> [Textauszug]:
________________________

Montag, 20. Dezember 2021

Außer Kontrolle: Feindliche Aktionen im Keime erstickt

Wie bei Fridays for Future demonstrierten auch in der DDR nur wenige Uneinsichtige gegen die notwendigen Maßnahmen.

Sie marschierten, spazierten, verlachten Verbote, Maßnahmen und selbst die rechtsstaatlich vom höchsten Gericht abgesegneten Anweisungen der Regierung zur Eindämmung der Ausschreitungen. Im Herbst 1989 erfasste die demokratische Revolution die gesamte DDR. Ein Aufstand, der nicht nur in Leipzig und Berlin stattfand, wie es heute viele Geschichtsbücher schildern. Sondern vor allem in vielen kleinen, weitgehend unbekannten Städten und Städtchen. Von Neuruppin und Forst, von Arnstadt bis Plauen, Salzwedel und Prenzlau - obwohl die Behörden klare Anweisungen erteilt hatten, dass unangemeldete Demonstrationen nicht erlaubt sind, gingen überall irregeleitete Menschen gegen den Staat und für ihre Interessen auf die Straße.

Abfall der Wähler vom Glauben

Ausgerechnet das unantastbare Recht auf Versammlungsfreiheit, das die Regierung ihnen verwehren wollte, wurde zum Katalysator der Ereignisse, wie der Mitteldeutsche Rundfunk jetzt in einer Aufarbeitung der historischen Ereignisse analysiert. Im März hatte noch eine so deutliche Mehrheit der DDR-Bürger*innen den sogenannten Kandidaten der Nationalen Front bei den Kommunalwahlen ihre Stimme gegeben, dass Untersuchungen im Auftrag der Bundesregierung im Nachhinein zum Ergebnis kamen, dass die herrschende SED nur etwa zehn Prozent Ja-Stimmen hinzufälschen musste. 

Im Oktober aber  war die jahrzehntelange Pro-SED-Stimmung im Kippen begriffen: Tausende, dann Zehntausende und schließlich Hunderttausende friedliche Demonstranten forderten Versammlungsfreiheit ein - "ein Recht, dass der Staat seinen Bürgern jahrzehntelang vorenthalten hatte", wie die bundeseigene Internetseite demokratie-statt-diktatur.de mit Blick auf die aktuelle Welle der illegalen und rechtswidrigen Spaziergänge im Land ausführt.

Die Geschichte mahnt. Das schnelle Ende der SED-Herrschaft begann mit gewaltbereiten Aufmärschen von Menschen in Forst, einem Städtchen an der polnischen Grenze, wo sich eine Handvoll junger Leute versammelte, um mit Transparenten und Kerzen, aber ohne Maske Gesicht zu zeigen gegen staatliche Maßnahmen, die zur Aufrechterhaltung von Ruhe und Ordnung unerlässlich waren.

________________________

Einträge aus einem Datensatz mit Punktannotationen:

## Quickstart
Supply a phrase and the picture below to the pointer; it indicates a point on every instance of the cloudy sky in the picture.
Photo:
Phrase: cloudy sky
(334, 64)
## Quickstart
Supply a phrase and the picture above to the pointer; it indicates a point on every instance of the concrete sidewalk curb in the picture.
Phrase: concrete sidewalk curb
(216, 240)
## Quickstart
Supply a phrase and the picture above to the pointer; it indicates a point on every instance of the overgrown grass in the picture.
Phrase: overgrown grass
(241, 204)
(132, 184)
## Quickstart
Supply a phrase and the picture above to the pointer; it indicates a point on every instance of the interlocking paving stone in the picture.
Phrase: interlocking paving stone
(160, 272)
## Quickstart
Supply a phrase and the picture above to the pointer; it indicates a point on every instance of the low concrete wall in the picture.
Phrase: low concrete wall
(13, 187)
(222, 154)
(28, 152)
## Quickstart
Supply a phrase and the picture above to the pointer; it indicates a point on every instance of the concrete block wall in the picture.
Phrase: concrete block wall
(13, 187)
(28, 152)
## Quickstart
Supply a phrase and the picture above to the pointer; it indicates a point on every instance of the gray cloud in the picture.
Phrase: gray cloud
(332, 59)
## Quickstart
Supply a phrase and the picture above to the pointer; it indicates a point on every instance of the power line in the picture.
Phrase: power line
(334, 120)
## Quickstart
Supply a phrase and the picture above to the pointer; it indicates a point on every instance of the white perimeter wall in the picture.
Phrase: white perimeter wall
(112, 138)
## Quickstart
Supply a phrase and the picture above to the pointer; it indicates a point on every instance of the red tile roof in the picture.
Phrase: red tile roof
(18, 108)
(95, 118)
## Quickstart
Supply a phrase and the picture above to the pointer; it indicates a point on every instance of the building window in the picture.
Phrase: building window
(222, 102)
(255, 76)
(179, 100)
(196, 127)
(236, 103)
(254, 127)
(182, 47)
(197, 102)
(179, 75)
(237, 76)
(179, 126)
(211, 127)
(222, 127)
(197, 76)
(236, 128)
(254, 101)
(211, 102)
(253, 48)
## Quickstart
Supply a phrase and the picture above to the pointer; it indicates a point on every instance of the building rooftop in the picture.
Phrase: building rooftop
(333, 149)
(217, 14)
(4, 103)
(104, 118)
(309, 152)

________________________

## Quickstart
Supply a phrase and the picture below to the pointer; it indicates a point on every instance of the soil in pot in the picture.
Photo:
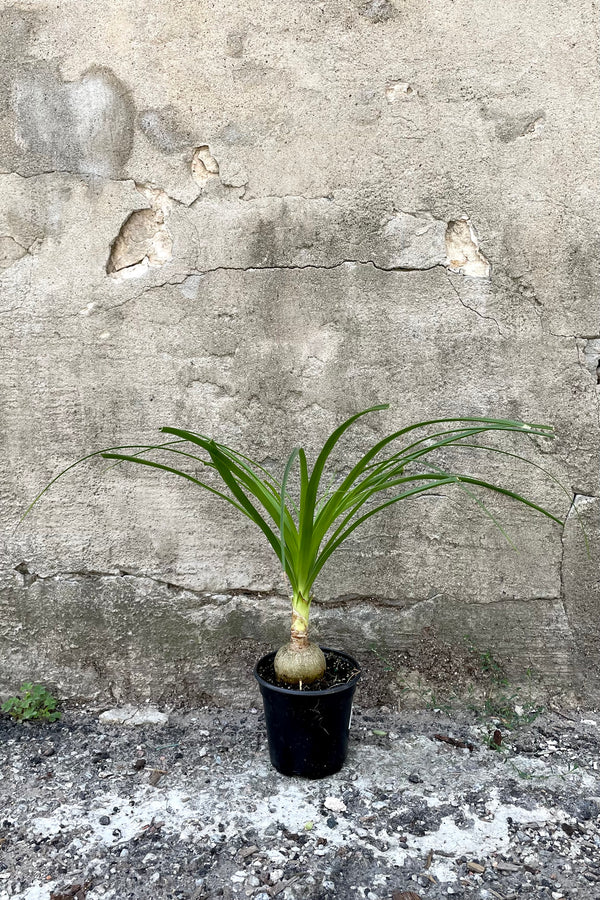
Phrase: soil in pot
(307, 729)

________________________

> [Aufgabenstellung]:
a - Schreibe den Abschnitt des Texts über die Proteste in der DDR neu, der mit den Worten „Wie bei Fridays“ beginnt und mit „auf die Straße.“ endet. Setze dabei „Winter“ an die Stelle von „Herbst“.
b - Wähle aus der Auflistung jede Zeile aus, in der die Zeichenfolge „soil“ vorkommt.

> [Lösungen je Aufgabe]:
a -
Wie bei Fridays for Future demonstrierten auch in der DDR nur wenige Uneinsichtige gegen die notwendigen Maßnahmen.

Sie marschierten, spazierten, verlachten Verbote, Maßnahmen und selbst die rechtsstaatlich vom höchsten Gericht abgesegneten Anweisungen der Regierung zur Eindämmung der Ausschreitungen. Im Winter 1989 erfasste die demokratische Revolution die gesamte DDR. Ein Aufstand, der nicht nur in Leipzig und Berlin stattfand, wie es heute viele Geschichtsbücher schildern. Sondern vor allem in vielen kleinen, weitgehend unbekannten Städten und Städtchen. Von Neuruppin und Forst, von Arnstadt bis Plauen, Salzwedel und Prenzlau - obwohl die Behörden klare Anweisungen erteilt hatten, dass unangemeldete Demonstrationen nicht erlaubt sind, gingen überall irregeleitete Menschen gegen den Staat und für ihre Interessen auf die Straße.

b -
Supply a phrase and the picture below to the pointer; it indicates a point on every instance of the soil in pot in the picture.
Phrase: soil in pot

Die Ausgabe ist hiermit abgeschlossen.